### [Prompt]
Reproduce the entries word for word, starting at the first line and ending with the line that contains "[[89, 1029], [321, 644], [538, 656]]", including that line.

### [Available records]
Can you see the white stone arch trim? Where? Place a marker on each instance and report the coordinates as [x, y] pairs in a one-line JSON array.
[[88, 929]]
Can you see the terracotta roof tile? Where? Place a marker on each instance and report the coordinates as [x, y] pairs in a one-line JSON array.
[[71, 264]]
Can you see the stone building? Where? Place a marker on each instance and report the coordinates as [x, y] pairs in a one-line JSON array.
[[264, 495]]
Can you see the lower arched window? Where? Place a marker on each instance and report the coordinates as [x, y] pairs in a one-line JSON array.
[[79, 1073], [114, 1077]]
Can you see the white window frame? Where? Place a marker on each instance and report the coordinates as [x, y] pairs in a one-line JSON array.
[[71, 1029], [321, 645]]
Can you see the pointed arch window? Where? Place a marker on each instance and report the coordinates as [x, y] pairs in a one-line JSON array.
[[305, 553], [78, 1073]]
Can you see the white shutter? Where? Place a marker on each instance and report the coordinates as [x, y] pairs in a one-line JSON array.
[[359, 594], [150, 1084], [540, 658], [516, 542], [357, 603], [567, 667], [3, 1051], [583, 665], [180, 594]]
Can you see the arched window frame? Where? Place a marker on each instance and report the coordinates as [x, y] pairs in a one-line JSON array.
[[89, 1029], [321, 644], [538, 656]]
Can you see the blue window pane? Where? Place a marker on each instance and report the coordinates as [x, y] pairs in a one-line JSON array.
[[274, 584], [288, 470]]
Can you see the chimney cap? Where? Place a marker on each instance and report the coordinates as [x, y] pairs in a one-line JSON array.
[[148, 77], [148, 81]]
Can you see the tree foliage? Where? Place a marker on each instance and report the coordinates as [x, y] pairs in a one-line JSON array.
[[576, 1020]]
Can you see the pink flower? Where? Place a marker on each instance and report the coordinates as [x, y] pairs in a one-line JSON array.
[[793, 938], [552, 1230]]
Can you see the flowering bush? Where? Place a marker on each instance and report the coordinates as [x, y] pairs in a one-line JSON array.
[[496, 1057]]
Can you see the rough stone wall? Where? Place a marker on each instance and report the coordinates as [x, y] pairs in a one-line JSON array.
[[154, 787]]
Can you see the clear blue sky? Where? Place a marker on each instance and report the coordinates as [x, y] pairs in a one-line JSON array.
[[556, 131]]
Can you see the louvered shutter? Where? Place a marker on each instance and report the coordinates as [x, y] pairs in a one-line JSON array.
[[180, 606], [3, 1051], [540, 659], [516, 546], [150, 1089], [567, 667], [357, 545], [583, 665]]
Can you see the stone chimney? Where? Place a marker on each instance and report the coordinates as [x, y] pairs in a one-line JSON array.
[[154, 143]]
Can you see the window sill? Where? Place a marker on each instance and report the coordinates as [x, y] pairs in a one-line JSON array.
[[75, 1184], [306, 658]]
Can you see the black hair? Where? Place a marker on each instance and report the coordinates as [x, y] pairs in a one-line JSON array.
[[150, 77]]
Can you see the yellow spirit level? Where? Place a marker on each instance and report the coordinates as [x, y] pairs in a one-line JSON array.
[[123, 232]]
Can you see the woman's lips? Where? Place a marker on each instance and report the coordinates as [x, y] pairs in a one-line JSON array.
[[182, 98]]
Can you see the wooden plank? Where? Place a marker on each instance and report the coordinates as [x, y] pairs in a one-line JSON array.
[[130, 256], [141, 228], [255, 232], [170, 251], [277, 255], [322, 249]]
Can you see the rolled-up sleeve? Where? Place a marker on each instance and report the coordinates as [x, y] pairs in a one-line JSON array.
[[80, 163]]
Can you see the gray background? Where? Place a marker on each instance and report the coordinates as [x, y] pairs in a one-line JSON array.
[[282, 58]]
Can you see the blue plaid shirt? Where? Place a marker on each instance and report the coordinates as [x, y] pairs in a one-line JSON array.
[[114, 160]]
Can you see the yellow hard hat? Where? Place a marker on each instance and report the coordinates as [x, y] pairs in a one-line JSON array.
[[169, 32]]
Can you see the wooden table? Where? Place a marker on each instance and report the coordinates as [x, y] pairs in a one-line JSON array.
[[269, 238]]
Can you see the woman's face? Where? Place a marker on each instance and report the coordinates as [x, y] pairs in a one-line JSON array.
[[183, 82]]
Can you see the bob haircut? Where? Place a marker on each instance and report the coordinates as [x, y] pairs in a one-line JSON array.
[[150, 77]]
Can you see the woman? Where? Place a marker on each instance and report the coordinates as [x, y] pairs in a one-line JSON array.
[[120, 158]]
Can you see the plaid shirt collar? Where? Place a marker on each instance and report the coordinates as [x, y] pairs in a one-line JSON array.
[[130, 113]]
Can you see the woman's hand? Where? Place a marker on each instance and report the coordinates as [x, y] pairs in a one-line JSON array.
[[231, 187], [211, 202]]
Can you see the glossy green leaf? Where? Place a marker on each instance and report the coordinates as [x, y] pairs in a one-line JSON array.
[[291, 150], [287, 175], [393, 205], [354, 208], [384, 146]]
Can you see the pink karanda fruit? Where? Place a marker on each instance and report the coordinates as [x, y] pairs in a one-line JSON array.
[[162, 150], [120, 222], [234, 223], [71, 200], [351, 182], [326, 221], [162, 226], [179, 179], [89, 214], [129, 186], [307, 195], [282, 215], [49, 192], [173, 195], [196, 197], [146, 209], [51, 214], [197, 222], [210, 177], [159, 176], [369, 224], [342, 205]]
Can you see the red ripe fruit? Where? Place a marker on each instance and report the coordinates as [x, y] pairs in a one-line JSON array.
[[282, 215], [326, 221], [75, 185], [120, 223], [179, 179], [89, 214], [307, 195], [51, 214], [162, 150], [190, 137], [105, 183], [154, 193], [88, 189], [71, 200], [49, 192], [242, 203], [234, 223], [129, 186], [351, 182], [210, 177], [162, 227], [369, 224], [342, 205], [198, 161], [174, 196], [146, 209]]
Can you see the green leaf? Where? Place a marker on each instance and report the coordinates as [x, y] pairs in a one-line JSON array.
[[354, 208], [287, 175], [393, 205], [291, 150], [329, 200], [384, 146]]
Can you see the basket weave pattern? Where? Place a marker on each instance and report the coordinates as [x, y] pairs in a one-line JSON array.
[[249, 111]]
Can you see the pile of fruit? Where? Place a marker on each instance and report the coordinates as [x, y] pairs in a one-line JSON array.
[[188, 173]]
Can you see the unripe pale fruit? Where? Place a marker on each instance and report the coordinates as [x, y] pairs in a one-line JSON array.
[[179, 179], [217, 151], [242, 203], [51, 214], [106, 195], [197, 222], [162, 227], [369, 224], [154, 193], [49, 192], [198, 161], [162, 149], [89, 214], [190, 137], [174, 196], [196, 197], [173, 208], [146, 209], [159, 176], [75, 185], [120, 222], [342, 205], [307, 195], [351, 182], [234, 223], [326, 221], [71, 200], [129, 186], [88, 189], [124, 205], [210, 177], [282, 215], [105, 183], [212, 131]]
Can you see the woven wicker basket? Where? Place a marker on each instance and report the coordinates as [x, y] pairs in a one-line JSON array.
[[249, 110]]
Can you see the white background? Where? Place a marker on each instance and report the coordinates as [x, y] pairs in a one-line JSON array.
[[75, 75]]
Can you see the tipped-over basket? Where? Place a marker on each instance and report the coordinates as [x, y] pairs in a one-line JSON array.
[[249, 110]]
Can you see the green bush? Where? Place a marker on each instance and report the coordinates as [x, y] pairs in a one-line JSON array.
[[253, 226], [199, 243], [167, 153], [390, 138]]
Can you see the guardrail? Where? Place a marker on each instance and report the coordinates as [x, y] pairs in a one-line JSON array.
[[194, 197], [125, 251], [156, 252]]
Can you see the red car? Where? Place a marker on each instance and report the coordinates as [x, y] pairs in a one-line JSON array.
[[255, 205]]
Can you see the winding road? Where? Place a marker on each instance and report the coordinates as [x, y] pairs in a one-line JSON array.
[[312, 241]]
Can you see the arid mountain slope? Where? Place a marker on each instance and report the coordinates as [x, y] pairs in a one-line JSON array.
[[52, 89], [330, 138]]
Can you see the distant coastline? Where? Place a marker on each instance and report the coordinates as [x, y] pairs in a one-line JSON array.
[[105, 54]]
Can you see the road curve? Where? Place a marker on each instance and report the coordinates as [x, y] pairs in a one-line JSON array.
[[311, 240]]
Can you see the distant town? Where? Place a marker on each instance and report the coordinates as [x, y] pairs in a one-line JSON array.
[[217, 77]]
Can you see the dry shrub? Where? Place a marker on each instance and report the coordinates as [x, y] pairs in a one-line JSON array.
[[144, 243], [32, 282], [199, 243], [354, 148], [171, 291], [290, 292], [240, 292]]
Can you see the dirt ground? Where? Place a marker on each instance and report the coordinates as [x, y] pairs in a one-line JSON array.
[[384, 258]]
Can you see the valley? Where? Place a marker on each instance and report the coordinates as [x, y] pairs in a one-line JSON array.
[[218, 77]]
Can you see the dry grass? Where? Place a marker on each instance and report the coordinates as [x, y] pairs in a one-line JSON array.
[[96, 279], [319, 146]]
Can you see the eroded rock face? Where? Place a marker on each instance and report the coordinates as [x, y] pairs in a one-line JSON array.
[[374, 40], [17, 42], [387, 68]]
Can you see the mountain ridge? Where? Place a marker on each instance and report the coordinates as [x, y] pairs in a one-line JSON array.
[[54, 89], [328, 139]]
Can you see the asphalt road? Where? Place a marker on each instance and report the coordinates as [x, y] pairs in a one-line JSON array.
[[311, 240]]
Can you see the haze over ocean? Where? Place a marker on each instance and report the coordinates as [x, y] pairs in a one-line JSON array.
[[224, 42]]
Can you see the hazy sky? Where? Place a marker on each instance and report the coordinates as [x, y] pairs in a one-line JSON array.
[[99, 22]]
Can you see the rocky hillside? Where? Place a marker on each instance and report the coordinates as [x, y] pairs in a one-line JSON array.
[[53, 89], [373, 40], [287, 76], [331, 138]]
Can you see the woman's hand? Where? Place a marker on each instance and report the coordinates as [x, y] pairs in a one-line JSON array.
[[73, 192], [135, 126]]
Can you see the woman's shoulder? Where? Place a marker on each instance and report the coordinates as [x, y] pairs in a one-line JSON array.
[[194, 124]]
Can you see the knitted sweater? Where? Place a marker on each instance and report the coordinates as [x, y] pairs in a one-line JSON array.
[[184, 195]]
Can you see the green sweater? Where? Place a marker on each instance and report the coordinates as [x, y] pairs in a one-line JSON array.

### [Written response]
Can you see the white stone arch trim? Where? Place a marker on each instance and report the coordinates as [x, y] pairs in a one-line JSON array.
[[88, 929]]
Can you see the terracotta roof tile? Where? Place a marker on each instance and report the coordinates as [x, y] pairs in a one-line JSON array.
[[71, 264]]
Can you see the stone building? Where? Place a marker on each instance and report the coordinates as [x, y] pairs in a one-line JSON array.
[[264, 495]]
Can you see the lower arched window? Where? Place a marker on each instance and report the coordinates as [x, y] pairs in a one-line JSON array.
[[79, 1073], [114, 1077]]
Can you see the white window frame? Where? Place a marker on each instance and report the coordinates as [x, y] pairs in a one-line JSON array.
[[71, 1029], [321, 645]]
Can you see the pointed arch window? Where? Place a marker on each instance and report the coordinates as [x, y] pairs in a one-line JSON array.
[[305, 553], [78, 1073]]
Can you see the white shutter? Where? Place a marker on each instance and report the coordinates as [x, y] pairs in a one-line JSON array.
[[359, 594], [150, 1084], [540, 658], [516, 542], [357, 603], [567, 667], [3, 1051], [583, 665], [180, 594]]
Can you see the arched window frame? Where? Place a marker on each instance and report the coordinates as [x, y] pairs in a one-line JSON array.
[[89, 1029], [321, 644], [538, 656]]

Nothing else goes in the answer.